:: Compito assegnato ::
Traduci in inglese questa frase dell'articolo sulla torre di via Stresa a Milano: «Al suo posto sorgerà una torre alta 86 metri per 25 piani, nella quale troveranno spazio circa cento appartamenti di ampiezze variabili tra 45 e 300 metri quadrati; accanto alla torre saranno, inoltre, realizzate due palazzine di due piani e un giardinetto condominiale.»

:: Sezione del documento ::
-- -- --

Milano: per non consumare altro suolo, si costruisce in verticale. Ma in modo equo…

di Alessandro Mortarino.

Siamo a Milano, più precisamente alla Maggiolina, in via Stresa 22/24 angolo Piazzale Carbonari. Dal punto di vista urbanistico siamo in un quartiere residenziale, con villette e basse palazzine dotate di giardino (la Maggiolina), aree ad elevatissima densità abitativa (via Melchiorre Gioia) e una sviluppata area commerciale (via Cagliero).

Per molti anni anni qui è rimasto in piedi uno stabile (uso uffici/produttivo) via via inutilizzato e in progressivo stato d’abbandono. L’edificio oggi non c’è più: demolito per fare spazio ad un progetto di recupero, riuso dell’area, rigenerazione urbana (usate la terminologia che preferite…) che non prevede nuovo consumo di suolo. Al suo posto sorgerà una torre alta 86 metri per 25 piani, nella quale troveranno spazio circa cento appartamenti di ampiezze variabili tra 45 e 300 metri quadrati; accanto alla torre saranno, inoltre, realizzate due palazzine di due piani e un giardinetto condominiale. I lavori dovrebbero avviarsi nella prossima primavera e trovare completamento nel 2022.

-- -- --

:: Dati forniti ::
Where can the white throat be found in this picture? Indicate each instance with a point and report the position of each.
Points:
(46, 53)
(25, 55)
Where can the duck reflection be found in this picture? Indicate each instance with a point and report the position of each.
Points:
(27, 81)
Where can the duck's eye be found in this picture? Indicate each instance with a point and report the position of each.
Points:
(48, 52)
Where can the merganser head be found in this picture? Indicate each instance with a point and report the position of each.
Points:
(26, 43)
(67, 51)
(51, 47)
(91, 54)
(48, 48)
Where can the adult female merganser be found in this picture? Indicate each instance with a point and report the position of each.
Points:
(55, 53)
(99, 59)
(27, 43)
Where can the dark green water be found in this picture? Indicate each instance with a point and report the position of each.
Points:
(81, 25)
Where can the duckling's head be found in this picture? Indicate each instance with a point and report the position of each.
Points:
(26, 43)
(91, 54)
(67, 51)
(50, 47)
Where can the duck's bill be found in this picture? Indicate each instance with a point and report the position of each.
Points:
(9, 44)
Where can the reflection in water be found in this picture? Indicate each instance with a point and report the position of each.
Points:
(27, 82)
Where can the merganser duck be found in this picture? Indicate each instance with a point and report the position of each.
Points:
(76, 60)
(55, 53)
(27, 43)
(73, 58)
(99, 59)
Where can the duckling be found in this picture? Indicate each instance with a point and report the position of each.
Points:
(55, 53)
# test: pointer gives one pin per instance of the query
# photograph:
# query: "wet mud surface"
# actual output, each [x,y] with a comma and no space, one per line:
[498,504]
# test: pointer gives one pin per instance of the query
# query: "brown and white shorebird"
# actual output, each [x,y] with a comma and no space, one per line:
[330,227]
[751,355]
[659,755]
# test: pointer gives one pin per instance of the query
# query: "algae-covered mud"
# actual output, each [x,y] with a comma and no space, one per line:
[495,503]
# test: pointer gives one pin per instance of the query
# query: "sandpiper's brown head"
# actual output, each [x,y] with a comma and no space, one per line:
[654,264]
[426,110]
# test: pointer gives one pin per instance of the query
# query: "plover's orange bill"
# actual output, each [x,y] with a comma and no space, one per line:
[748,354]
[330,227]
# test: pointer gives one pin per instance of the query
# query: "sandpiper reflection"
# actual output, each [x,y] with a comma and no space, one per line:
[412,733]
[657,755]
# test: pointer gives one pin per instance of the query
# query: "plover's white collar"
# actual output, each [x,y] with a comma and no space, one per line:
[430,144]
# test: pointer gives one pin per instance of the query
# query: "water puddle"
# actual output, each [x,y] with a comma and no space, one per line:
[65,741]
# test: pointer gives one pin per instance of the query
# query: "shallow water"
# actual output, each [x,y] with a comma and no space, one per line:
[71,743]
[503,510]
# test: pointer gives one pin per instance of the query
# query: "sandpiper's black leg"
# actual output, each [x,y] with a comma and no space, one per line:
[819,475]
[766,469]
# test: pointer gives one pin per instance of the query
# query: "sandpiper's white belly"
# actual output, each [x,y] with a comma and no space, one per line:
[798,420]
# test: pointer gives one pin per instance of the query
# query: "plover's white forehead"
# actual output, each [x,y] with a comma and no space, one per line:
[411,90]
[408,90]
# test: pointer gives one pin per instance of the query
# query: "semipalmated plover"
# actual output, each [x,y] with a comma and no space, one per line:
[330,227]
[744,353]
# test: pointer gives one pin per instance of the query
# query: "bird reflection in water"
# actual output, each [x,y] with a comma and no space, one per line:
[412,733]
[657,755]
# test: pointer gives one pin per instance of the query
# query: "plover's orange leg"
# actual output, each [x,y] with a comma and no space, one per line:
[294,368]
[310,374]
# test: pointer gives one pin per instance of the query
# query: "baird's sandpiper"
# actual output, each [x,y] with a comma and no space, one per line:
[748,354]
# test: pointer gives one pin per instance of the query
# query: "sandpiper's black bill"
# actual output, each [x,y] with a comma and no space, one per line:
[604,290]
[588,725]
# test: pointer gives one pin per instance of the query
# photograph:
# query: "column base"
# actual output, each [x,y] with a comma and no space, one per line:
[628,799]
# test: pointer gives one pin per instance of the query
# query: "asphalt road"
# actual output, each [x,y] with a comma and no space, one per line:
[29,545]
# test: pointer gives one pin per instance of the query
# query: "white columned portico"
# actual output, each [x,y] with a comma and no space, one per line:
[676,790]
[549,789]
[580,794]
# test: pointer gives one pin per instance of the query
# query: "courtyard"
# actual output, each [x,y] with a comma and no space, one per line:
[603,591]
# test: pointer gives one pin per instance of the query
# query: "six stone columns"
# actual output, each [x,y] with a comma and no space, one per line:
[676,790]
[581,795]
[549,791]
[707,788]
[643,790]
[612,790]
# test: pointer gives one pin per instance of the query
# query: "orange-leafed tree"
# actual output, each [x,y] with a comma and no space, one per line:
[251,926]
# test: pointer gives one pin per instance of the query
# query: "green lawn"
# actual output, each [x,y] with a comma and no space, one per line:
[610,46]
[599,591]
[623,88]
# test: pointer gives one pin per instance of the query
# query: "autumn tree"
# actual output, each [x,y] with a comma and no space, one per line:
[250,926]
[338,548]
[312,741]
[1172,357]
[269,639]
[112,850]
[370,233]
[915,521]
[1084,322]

-- -- --

:: Risultato ::
In its place a tower 86 meters tall with 25 floors will rise, housing about one hundred apartments ranging in size from 45 to 300 square meters; in addition, two two-story buildings and a small shared condominium garden will be built next to the tower.